# Elenco attività
- a) Nel testo sulle richieste delle regioni al governo, in quale veste si trovano a Roma i presidenti di regione?
- b) Indica se ciascuna affermazione concorda con il testo sulle richieste delle regioni al governo, rispondendo sì o no e citando alla lettera le parole decisive: (i) i presidenti hanno condiviso la posizione all'unanimità; (ii) le regioni chiedono di continuare a basare le regole sulla suddivisione per zone di rischio; (iii) i presidenti hanno fatto il punto sulle richieste ieri.
- c) Prosegui il testo sulle richieste delle regioni al governo dal punto in cui si interrompe.

++++ Sezione di testo

I presidenti di regione sono a Roma in veste di grandi elettori, ieri ne hanno approfittato per fare il punto sulle richieste al governo in tema di pandemia. «Procedere rapidamente verso una normalizzazione che consenta una ripresa più ordinata – recita il comunicato a fine incontro -. Una posizione che i presidenti hanno condiviso in modo unanime. Le regioni ritengono necessario procedere a una semplificazione delle regole, basandole non più sulla suddivisione per zone di rischio ma concentrando l’attenzione sui cittadini, in relazione al completamento del ciclo vaccinale».

++++++++
++++ Materiale raccolto

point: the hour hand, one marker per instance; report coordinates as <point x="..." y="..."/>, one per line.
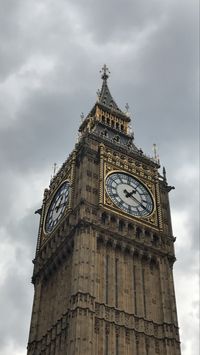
<point x="59" y="206"/>
<point x="129" y="194"/>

++++++++

# Risposte alle attività
- a) In veste di grandi elettori.

- b)
(i) Sì: «Una posizione che i presidenti hanno condiviso in modo unanime».
(ii) No: «basandole non più sulla suddivisione per zone di rischio».
(iii) Sì: «ieri ne hanno approfittato per fare il punto sulle richieste al governo».

- c)
Le richieste: superare il sistema a colori delle zone di rischio; sorveglianza sanitaria riservata ai sintomatici; sospensione del contact tracing; classificazione dei ricoveri Covid senza i positivi in cura per altre patologie; isolamento dei lavoratori dei servizi essenziali ridotto a 3 giorni dall’inizio dei sintomi e ulteriori 3 con obbligo di ffp2. Per le scuole: sospensione del contact tracing; mantenimento dell’autosorveglianza; «per non interrompere l’attività didattica in presenza tenere in isolamento solo gli studenti positivi sintomatici». Infine sul green pass: quello Ue dura 9 mesi, in Italia dal primo febbraio avrà validità di 6 mesi, le regioni temono un impatto negativo sul turismo così chiedono che vengano considerati validi i pass Ue o, al massimo, che si chieda un tampone aggiuntivo.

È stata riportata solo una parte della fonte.